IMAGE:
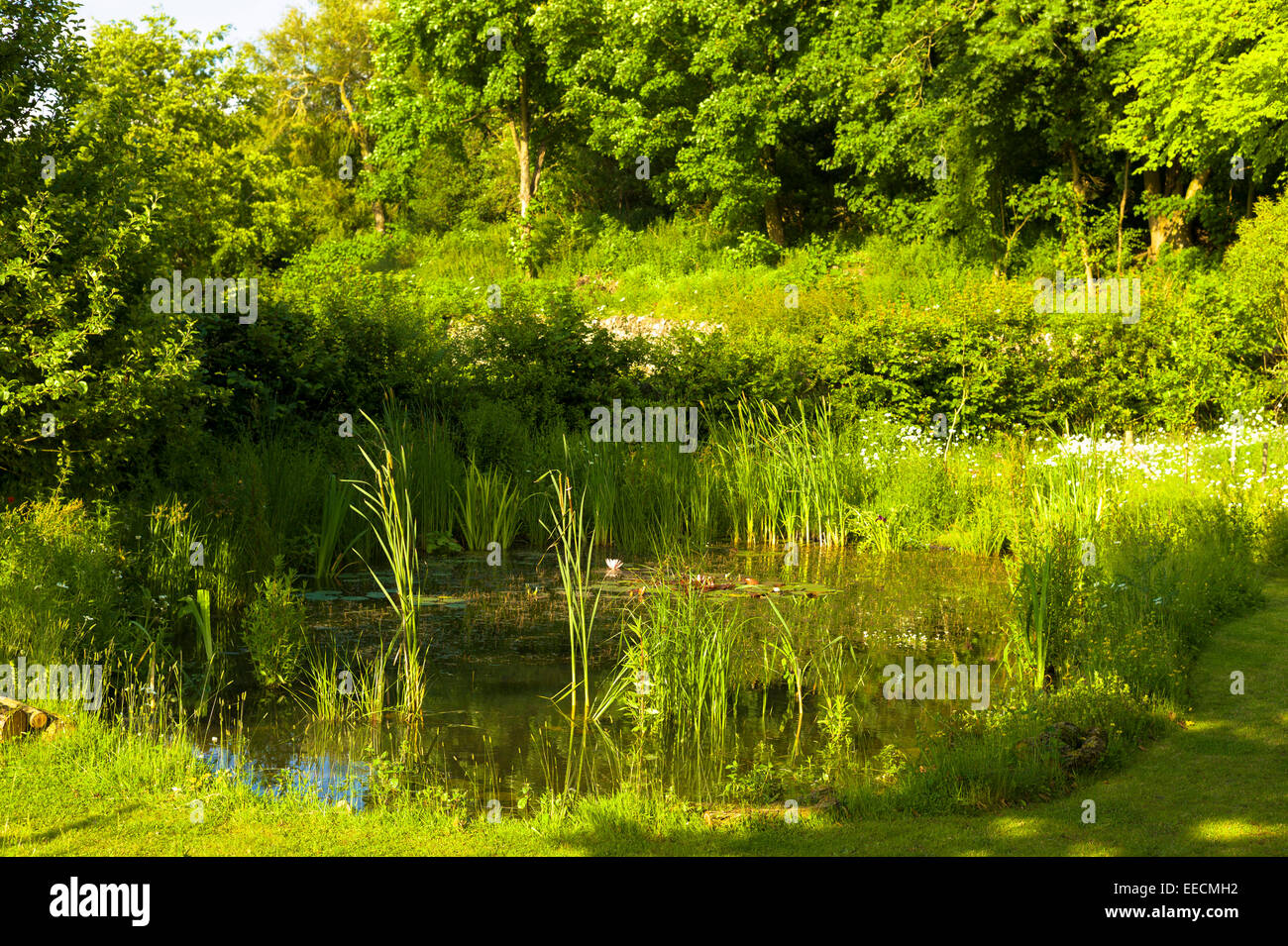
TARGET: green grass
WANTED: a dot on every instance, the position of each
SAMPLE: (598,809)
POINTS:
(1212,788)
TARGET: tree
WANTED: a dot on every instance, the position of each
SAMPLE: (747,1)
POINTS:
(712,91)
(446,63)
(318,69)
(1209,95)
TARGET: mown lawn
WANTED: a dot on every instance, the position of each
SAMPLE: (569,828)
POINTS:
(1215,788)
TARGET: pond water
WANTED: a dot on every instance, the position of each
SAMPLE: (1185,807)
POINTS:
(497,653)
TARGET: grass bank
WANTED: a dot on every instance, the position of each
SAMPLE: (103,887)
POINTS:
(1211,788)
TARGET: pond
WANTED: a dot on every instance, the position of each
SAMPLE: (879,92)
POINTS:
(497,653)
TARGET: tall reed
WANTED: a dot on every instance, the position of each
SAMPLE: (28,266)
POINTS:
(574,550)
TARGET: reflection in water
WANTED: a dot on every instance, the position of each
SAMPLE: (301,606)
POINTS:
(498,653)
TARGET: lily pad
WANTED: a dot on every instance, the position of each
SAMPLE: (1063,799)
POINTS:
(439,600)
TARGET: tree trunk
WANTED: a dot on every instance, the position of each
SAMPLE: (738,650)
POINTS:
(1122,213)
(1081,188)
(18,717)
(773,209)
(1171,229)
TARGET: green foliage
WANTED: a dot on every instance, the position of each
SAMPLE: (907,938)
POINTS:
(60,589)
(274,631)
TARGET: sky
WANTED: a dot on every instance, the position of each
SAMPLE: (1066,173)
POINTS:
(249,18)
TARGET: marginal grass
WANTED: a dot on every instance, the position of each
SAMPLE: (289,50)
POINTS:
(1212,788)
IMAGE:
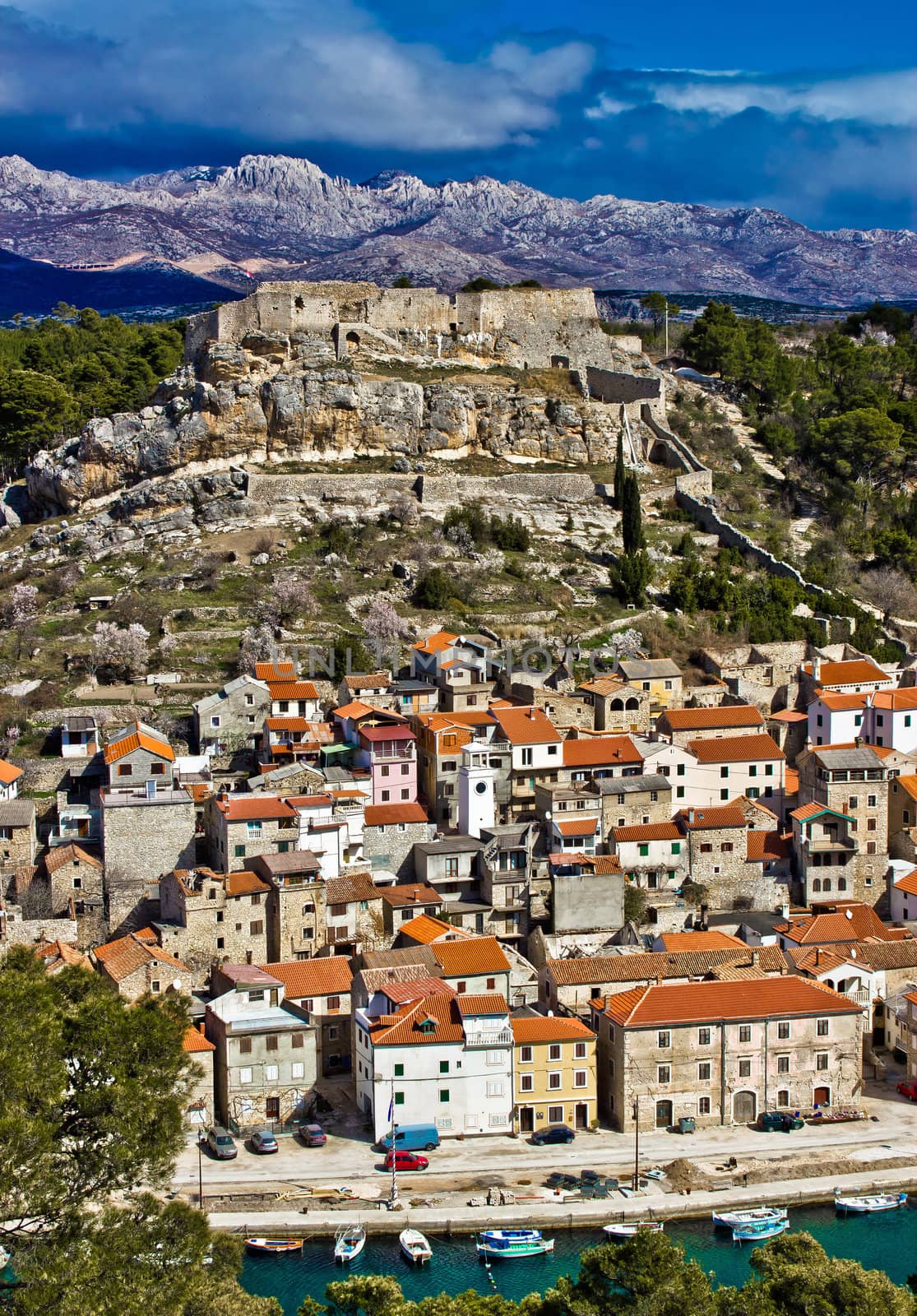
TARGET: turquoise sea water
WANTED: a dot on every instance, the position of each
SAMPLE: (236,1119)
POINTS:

[TASK TO CARRY OUT] Reproduce all of the data above line for line, without changing anything, but leave out the pictures.

[FULL RESPONSE]
IMAGE:
TARGET: green grass
WANTED: a dot on every instance, the position of each
SAMPLE: (598,809)
POINTS:
(1212,788)
TARGET: tree
WANTED: a dot on every instance, the position of each
SAMPLE: (747,1)
POINTS:
(712,91)
(446,63)
(318,69)
(1209,95)
TARGET: mown lawn
WANTED: a dot on every instance, the position of each
SAMPLE: (569,828)
POINTS:
(1215,788)
TARGET: pond water
WANTED: a dot on every instance, the position of each
SAMPLE: (1185,807)
POINTS:
(497,653)
TARGET: grass bank
WANTED: a dot on every instance, the position of each
SAMPLE: (103,887)
POINTS:
(1211,788)
TARGET: pond
WANTED: a dot on every instance, the position of each
SAMPLE: (879,92)
POINTS:
(497,653)
TARGET: tall reed
WANTED: a dot on every instance, the position of each
SAMPLE: (28,266)
POINTS:
(574,550)
TARGET: reflection in water
WANTED: a dot on every instance, the position of each
SAMPLE: (301,606)
POINTS:
(498,653)
TARGET: lily pad
WANTED: a dot on every instance, the position of each
SAMPLE: (1063,799)
POINTS:
(439,600)
TARGET: tree trunk
WANTED: a dot on every instance, the position of each
SAMPLE: (738,650)
POINTS:
(1122,213)
(1081,188)
(18,717)
(773,209)
(1171,229)
TARGET: green foliage
WANTED: a dot on every instance, the position of each
SAMPLE: (907,938)
POINTS:
(60,589)
(274,631)
TARGET: sky
WANTED: a dot on every instance, the position of each
SAMPLE: (1066,173)
POINTS:
(249,18)
TARGET: marginal grass
WANTED: a dot on every instance, the position of each
SAMPLE: (289,50)
POINTS:
(1212,788)
IMAGE:
TARGET: turquoise sea water
WANTED: a dot on every instance, the position of each
SAMPLE: (236,1119)
POINTS:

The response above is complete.